C Magazine

Meaningful Inclusion

Meaningful inclusion necessitates investment in long-term interpersonal relationships, between artists, institutions, curators, educators, publics and surrounding communities. The interrelationships of the individuals within a space define the accessibility of the place, and these relationships are a product of lasting, intentional care. In the privileged arena of the museum, a radically new order can be created through a series of commitments that transfer value from objects to people, both as audience members and content-creators. Here, we focus on the responsibility of institutions and curators to activate these relationships so that individuals who are marginalized can claim access to cultural platforms.

[Aim 1]: Summarize the passage on meaningful inclusion in two sentences.
[Aim 2]: According to the passage on meaningful inclusion, what defines the accessibility of a place?

[Material provided]:
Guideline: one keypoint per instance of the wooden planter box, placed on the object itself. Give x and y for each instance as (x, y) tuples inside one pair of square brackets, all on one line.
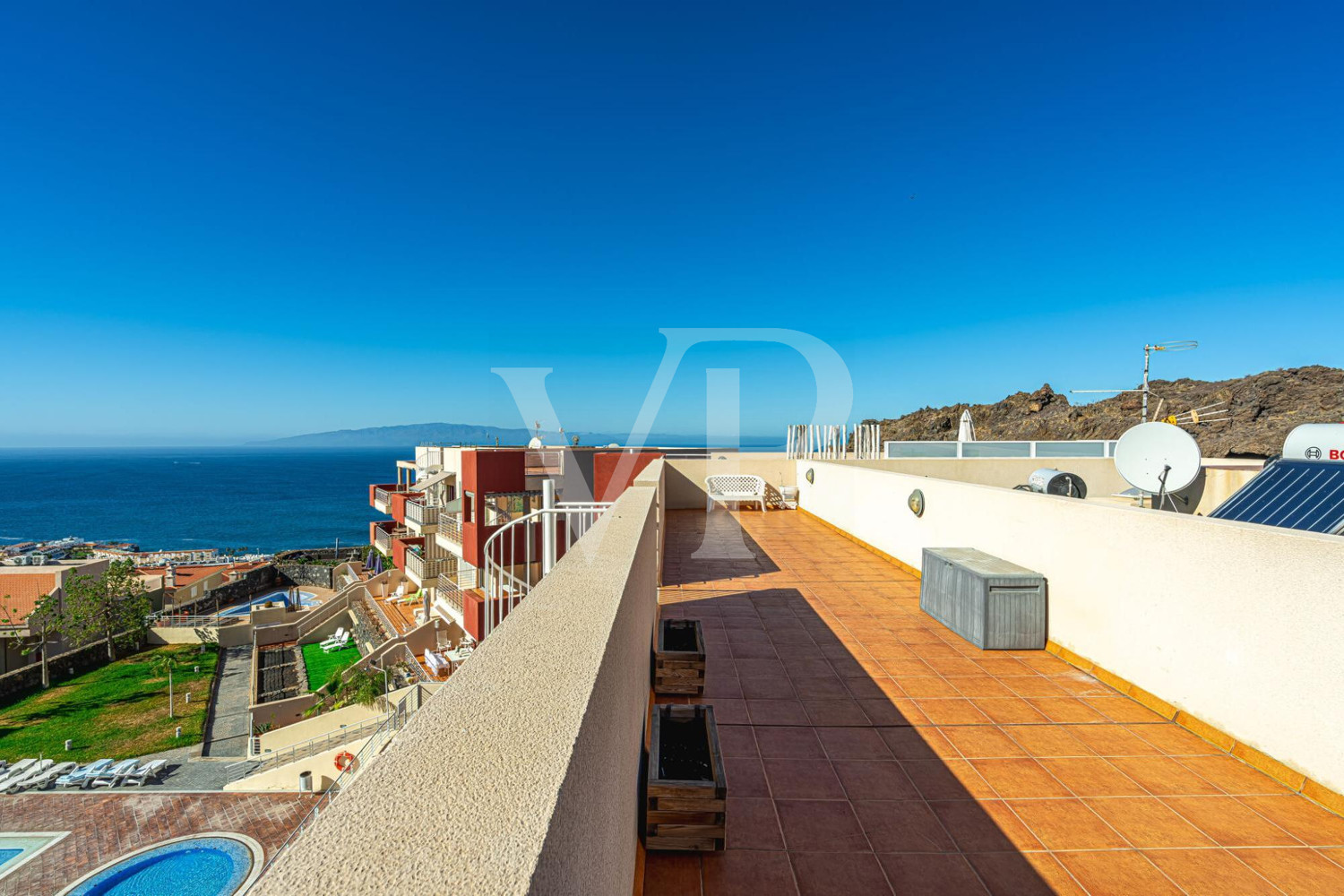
[(679, 657), (687, 790)]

[Correct output 1]: Meaningful inclusion requires investment in long-term relationships among artists, institutions, curators, educators, publics and surrounding communities, and these relationships, a product of lasting, intentional care, define how accessible a place is. Within the museum, a radically new order can be created through commitments that transfer value from objects to people, and institutions and curators bear the responsibility of activating these relationships so that marginalized individuals can claim access to cultural platforms.

[Correct output 2]: The interrelationships of the individuals within a space define the accessibility of the place.